### Extrait du texte

Dans la ville hollandaise de Leyde, un respectable magistrat, Andreas
Cuneus, s'amuse à charger une bouteille remplie d'eau avec une
machine de Hauksbee. Il a l'imprudence de poser les doigts sur la tige
métallique qui a servi à électriser le récipient.
Horreur ! Il est soudain cloué au sol par une violente douleur
qui lui secoue affreusement le corps. |
Mystérieux
effluves
1747 : un ami de Cuneus, le professeur Petrus
Van Musschenbroek, a l'audace de refaire l'expérience. Il en ressort
traumatisé : même pour le trône de France, affirme-t-il,
il ne s'exposerait à cette terrible souffrance ! A Paris, la bouteille
de Leyde suscite immédiatement la curiosité de l'Abbé
Nollet, une des sommités scientifiques de l'époque. Et pour
cause : la bouteille semble accumuler et conserver le fluide électrique
plusieurs jours durant ! Pour quelle raison ? Mystère. La nature
même du "fluide"est énigmatique. Nollet, comme Gilbert et
Gray avant lui, pense que des effluves invisibles se déversent
des objets électrisés. Ils seraient responsables des phénomènes
de répulsion entre les corps. La force d'attraction, quant à
elle, serait due à de l'air qui pénètre dans les
objets électrisés et les recharge ainsi en effluves répulsifs. |
Un américain
astucieux
1749 : l'interprétation exacte de
l'expérience de Cuneus et Musschenbroek sera donnée par
un imprimeur américain, Benjamin Franklin. Entre
temps, en effet, la bouteille de Leyde a franchi l'Atlantique et remporte
là bas le même succès qu'en Europe. Franklin pense
qu'il y a, à l'intérieur de la bouteille, un trop plein
d'électricité qui, à travers le verre, repousse le
fluide électrique à l'extérieur du récipient.
Arbitrairement, il symbolise ce déséquilibre, avec un signe
+ pour l'extérieur de la bouteille et un signe - pour l'intérieur.
Lorsqu'on pose la main sur la tige métallique, on crée une
passerelle. Le trop plein de fluide électrique se propage dans
le corps humain pour aller compenser le déficit à l'extérieur
de la bouteille. Ce transfert de fluide s'accompagne d'une secousse très
douloureuse. Les explications de Franklin ne lui vaudront que quolibets.
Cette même année, le savant américain adresse une
lettre à la Royal Society de Londres dans laquelle il assimile
la foudre à une décharge électrique. Cette lettre
ne suscite que les rires des physiciens britanniques mais Franklin ne
va pas tarder à prendre sa revanche. |
Intuition exacte
1752 : pour prouver que la foudre est bien
une décharge électrique entre le ciel et la terre, il propose
de capter, avec une longue pointe métallique, l'électricité
qu'il
suppose emplir l'atmosphère les jours d'orage. Son idée
ne rencontre que scepticisme en Angleterre, mais en France, elle est mise
à exécution par un physicien amateur, Thomas Dalibard. L'homme
plante dans sa propriété de Marly une tige de fer de 13
m de haut. Elle est isolée du sol par une planche de bois, qui
repose elle-même sur quatre bouteilles de verre. Le 10 Mai 1752,
l'orage gronde sur Marly. Courageux mais pas téméraire,
Dalibard demande à un de ses gardes d'approcher une bouteille de
Leyde de la tige métallique. Ssschraak ! Un éclair jaillit
: Benjamin Franklin avait vu juste ! |
La foudre domptée
1780 : dès lors, il devient possible,
comme le suggère Franklin, de protéger les habitations de
la foudre avec une pointe métallique reliée à la
terre. Bientôt, les châteaux et les bâtiments publics
se hérissent de paratonnerre. Ce succès conduit les physiciens
européens à prendre les idées du savant américain
un peu plus au sérieux.

######
### Liste des entrées

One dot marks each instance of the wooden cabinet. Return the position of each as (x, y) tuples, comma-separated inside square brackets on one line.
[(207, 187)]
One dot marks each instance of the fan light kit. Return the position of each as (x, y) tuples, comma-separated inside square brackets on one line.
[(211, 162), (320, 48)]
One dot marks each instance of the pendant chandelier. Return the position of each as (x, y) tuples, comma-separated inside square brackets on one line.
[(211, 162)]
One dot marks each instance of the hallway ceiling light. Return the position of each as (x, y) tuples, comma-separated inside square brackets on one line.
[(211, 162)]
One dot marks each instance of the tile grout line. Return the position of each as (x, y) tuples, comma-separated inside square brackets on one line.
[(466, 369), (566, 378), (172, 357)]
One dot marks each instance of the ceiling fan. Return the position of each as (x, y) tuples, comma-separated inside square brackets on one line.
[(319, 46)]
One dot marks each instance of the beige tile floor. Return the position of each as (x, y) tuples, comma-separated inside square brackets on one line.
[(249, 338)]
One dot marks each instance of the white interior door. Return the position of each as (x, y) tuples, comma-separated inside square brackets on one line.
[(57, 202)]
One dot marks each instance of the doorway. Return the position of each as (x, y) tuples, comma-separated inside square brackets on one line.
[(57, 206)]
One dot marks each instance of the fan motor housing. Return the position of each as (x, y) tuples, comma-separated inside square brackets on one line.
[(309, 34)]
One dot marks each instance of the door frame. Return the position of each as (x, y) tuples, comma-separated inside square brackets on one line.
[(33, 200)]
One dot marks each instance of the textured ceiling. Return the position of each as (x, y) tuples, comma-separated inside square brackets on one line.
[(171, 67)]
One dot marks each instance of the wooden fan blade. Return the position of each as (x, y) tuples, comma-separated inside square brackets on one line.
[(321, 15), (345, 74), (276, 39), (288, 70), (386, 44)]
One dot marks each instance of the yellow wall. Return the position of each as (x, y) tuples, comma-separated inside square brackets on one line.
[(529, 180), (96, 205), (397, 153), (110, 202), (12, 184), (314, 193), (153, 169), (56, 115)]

######
### Liste des entrées

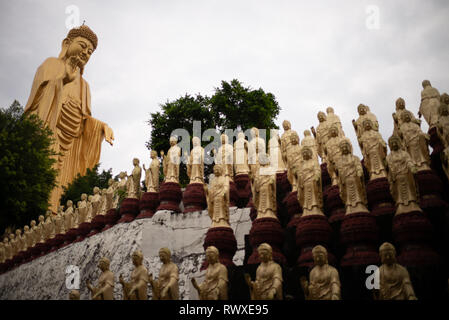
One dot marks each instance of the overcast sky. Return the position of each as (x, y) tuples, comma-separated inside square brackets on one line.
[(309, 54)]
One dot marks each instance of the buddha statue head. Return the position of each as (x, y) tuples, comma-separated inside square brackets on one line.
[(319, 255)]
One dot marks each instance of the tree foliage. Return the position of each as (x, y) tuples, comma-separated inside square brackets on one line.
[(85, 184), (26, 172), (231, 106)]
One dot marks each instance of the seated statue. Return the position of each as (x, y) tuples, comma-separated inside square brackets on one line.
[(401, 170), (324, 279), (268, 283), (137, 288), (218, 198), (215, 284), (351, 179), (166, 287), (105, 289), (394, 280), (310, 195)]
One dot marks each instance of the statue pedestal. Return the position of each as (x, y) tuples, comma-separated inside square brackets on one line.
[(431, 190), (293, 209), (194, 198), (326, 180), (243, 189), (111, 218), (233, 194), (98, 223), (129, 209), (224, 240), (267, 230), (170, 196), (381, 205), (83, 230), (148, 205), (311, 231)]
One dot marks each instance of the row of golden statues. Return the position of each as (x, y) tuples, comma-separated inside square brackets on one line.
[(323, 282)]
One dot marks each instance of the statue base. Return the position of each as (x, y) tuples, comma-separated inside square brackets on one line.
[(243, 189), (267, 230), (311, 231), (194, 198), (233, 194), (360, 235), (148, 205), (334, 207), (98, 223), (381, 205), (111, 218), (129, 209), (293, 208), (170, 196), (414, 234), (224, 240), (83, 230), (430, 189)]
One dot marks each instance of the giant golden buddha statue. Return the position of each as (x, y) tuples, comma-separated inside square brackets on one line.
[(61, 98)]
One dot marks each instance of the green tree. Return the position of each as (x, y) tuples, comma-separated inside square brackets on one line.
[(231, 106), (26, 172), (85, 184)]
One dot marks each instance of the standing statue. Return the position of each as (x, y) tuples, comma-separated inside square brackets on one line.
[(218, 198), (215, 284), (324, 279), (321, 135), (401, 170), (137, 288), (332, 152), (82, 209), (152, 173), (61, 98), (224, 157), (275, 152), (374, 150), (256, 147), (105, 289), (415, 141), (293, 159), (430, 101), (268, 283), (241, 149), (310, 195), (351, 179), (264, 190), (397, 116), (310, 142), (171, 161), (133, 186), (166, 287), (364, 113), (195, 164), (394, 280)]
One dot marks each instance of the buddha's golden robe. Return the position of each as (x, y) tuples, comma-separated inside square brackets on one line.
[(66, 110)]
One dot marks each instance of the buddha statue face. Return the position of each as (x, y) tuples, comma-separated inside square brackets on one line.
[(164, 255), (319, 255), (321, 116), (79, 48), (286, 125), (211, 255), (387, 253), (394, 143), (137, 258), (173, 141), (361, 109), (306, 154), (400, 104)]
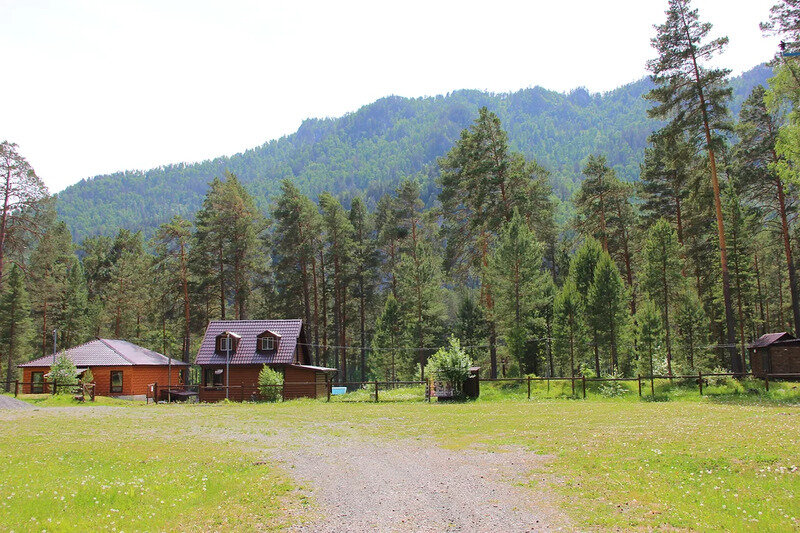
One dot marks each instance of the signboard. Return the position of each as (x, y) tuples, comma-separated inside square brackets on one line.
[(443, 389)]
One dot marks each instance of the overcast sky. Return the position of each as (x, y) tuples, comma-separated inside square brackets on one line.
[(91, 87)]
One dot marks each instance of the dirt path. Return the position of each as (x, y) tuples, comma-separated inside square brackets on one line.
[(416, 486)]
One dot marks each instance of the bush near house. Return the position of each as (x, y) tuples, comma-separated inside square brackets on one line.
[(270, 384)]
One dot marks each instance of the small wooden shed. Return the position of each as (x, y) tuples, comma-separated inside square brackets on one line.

######

## Consigne A
Résumez en deux phrases le texte sur la bouteille de Leyde.
## Consigne B
Répondez à ces questions à partir du texte sur la bouteille de Leyde :
(i) Quel métier exerçait Benjamin Franklin ?
(ii) À qui Franklin adresse-t-il sa lettre sur la foudre ?
(iii) Quelle hauteur mesurait la tige de fer plantée par Dalibard ?
## Consigne C
Recopiez fidèlement le passage du texte sur la bouteille de Leyde qui commence par les mots « Dans la ville » et se termine par « électriser le récipient. ».
Ces enregistrements n'ont aucun rapport avec le texte.

## Réponse détaillée A
À Leyde, Andreas Cuneus reçoit une violente secousse en touchant la tige d'une bouteille d'eau électrisée, une expérience que refait Petrus Van Musschenbroek et qui intrigue l'Abbé Nollet à Paris. En 1749, Benjamin Franklin explique le phénomène par un déséquilibre de fluide électrique et assimile la foudre à une décharge électrique, ce que Thomas Dalibard confirme à Marly en 1752, avant que les paratonnerres ne protègent les châteaux et les bâtiments publics.

## Réponse détaillée B
(i) Il était imprimeur.
(ii) À la Royal Society de Londres.
(iii) Elle mesurait 13 m de haut.

## Réponse détaillée C
Dans la ville hollandaise de Leyde, un respectable magistrat, Andreas
Cuneus, s'amuse à charger une bouteille remplie d'eau avec une
machine de Hauksbee. Il a l'imprudence de poser les doigts sur la tige
métallique qui a servi à électriser le récipient.